-- Opening Marker --

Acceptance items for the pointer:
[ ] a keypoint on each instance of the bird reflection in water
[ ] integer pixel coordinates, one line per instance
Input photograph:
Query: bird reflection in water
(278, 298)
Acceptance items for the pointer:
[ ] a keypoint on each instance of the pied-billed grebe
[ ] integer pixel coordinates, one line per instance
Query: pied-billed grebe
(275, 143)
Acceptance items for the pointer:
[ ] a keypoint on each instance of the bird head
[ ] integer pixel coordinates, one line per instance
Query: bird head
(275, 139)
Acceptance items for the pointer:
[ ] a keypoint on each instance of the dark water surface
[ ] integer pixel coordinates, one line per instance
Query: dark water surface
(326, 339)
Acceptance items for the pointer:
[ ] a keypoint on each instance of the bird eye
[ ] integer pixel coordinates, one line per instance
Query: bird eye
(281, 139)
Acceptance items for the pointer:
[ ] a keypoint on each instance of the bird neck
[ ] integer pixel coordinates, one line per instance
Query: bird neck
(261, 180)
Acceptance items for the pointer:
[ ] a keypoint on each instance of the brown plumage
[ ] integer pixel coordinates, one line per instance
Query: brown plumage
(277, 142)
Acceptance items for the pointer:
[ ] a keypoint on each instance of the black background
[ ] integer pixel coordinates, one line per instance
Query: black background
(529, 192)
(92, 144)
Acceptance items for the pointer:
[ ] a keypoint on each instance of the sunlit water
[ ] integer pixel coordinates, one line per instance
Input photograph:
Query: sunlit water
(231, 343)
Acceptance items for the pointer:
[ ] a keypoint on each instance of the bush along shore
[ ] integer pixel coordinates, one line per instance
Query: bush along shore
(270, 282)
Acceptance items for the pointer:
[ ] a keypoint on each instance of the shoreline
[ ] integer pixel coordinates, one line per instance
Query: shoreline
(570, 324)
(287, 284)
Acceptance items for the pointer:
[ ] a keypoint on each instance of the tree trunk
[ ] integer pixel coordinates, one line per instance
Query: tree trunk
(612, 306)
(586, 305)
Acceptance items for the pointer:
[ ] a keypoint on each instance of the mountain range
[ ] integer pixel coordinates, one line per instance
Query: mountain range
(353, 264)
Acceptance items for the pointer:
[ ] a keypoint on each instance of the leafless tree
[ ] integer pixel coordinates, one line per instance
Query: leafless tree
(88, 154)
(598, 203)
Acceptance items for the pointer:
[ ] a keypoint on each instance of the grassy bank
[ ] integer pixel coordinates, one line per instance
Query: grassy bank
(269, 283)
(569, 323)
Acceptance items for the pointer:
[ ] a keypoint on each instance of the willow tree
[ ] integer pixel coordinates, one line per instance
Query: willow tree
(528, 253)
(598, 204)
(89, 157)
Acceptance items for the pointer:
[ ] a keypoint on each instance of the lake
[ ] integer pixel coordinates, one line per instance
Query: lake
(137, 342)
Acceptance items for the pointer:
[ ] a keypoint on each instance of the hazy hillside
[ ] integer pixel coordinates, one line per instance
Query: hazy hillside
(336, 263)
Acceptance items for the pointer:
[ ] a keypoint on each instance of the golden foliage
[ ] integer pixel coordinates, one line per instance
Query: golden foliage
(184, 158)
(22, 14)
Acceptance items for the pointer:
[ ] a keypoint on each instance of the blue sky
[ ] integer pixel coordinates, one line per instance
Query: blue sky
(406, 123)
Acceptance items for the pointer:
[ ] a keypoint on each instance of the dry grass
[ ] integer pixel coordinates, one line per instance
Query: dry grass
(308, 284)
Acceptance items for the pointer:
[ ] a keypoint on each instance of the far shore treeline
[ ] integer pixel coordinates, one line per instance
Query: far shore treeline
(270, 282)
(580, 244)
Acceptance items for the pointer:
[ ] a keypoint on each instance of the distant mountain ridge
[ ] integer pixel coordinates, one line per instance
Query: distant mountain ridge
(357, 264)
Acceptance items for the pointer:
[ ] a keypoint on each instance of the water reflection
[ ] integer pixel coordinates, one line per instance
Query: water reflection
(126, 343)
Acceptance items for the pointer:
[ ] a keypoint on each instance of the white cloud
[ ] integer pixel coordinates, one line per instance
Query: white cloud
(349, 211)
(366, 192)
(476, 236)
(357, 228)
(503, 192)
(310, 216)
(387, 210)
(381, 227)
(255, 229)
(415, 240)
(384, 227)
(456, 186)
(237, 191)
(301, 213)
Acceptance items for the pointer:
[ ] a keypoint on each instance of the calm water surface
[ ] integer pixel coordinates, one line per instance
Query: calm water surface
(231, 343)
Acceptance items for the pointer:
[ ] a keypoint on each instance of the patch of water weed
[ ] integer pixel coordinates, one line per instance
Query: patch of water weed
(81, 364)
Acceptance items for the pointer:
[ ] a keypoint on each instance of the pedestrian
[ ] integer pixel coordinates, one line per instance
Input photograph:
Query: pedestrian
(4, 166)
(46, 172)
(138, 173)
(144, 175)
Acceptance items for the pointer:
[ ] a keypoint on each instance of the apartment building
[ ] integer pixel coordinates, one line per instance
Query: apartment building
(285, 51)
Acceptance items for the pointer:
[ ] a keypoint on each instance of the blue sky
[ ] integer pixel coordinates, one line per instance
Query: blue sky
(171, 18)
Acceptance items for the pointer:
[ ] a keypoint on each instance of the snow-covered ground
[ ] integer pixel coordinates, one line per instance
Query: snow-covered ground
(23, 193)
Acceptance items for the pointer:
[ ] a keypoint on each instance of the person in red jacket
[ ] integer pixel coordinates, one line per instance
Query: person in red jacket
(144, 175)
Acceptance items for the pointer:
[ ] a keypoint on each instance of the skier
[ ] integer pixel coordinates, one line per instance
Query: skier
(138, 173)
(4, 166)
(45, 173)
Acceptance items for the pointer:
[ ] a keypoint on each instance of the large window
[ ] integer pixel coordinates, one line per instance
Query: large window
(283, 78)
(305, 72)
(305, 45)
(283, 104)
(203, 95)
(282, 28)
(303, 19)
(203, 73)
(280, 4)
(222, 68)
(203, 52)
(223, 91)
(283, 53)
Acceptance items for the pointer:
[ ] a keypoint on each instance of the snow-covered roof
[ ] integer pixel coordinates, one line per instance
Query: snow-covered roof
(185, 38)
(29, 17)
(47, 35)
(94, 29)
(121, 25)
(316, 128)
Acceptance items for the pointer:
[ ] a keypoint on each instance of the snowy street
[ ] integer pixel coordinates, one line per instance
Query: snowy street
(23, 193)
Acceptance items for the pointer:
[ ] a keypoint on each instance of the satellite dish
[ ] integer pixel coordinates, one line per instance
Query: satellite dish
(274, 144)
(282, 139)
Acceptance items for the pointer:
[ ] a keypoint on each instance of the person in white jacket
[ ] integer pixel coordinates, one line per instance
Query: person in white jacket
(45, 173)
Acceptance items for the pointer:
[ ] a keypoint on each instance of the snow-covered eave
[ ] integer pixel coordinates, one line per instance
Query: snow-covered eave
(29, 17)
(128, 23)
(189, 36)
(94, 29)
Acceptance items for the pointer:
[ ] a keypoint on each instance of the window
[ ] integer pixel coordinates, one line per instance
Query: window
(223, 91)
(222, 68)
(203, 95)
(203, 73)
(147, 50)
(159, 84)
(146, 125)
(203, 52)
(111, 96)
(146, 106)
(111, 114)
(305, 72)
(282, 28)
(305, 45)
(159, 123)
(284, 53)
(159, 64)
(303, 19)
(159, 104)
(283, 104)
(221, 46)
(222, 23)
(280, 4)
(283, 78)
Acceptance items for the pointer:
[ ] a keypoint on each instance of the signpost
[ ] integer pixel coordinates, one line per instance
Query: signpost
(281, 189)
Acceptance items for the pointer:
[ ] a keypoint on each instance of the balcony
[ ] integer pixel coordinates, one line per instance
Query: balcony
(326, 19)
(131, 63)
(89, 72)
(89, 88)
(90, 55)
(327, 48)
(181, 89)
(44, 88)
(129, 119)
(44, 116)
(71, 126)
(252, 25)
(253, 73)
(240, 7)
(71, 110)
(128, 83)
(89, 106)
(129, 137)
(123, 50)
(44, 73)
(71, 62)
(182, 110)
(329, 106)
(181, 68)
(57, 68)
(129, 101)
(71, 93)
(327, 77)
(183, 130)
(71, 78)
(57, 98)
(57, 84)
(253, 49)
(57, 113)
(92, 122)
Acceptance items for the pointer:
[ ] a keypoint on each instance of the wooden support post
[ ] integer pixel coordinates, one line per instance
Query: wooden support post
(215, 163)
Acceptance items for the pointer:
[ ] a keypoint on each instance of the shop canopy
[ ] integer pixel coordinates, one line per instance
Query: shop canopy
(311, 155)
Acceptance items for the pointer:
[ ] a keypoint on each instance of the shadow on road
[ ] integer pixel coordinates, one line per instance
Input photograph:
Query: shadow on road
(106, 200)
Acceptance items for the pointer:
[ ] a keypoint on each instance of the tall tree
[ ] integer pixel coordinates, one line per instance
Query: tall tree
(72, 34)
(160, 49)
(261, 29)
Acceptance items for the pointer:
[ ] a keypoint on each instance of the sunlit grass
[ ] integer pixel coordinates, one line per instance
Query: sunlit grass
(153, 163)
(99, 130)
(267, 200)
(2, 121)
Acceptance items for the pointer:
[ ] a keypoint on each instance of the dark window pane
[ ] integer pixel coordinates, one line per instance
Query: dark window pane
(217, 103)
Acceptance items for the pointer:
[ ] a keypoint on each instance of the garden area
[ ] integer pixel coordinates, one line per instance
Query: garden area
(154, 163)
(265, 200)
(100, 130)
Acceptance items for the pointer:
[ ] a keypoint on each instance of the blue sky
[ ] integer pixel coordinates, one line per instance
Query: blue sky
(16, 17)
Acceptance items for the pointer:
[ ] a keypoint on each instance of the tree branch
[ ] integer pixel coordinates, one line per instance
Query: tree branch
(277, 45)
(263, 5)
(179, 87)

-- Closing Marker --

* Work instruction: Looking back over the data above, restate word for word the lines that begin at the line with "Query: tree trunk" and end at the line with "[ ] a keypoint on each instance of the hazy", inclusive.

* Response below:
Query: tree trunk
(612, 306)
(586, 305)
Acceptance items for the pointer:
[ ] a keypoint on each instance of the mountain range
[ ] integer pixel coordinates, one line per instance
Query: mountain range
(353, 264)
Acceptance items for the pointer:
[ ] a keypoint on each instance of the leafless tree
[ ] integer pixel coordinates, one line per instance
Query: leafless tree
(88, 154)
(598, 203)
Acceptance items for the pointer:
[ ] a keypoint on each instance of the grassy bank
[ ] integer pixel coordinates, one line per instance
Query: grassy bank
(269, 283)
(569, 323)
Acceptance items for the pointer:
[ ] a keypoint on each instance of the willow tree
[ ] integer pixel coordinates, one line per instance
Query: willow tree
(528, 253)
(598, 204)
(89, 157)
Acceptance items for the pointer:
[ ] a keypoint on each instance of the lake
[ ] integer pixel coordinates, one line per instance
Query: lake
(137, 342)
Acceptance items for the pointer:
[ ] a keypoint on each instance of the hazy hillside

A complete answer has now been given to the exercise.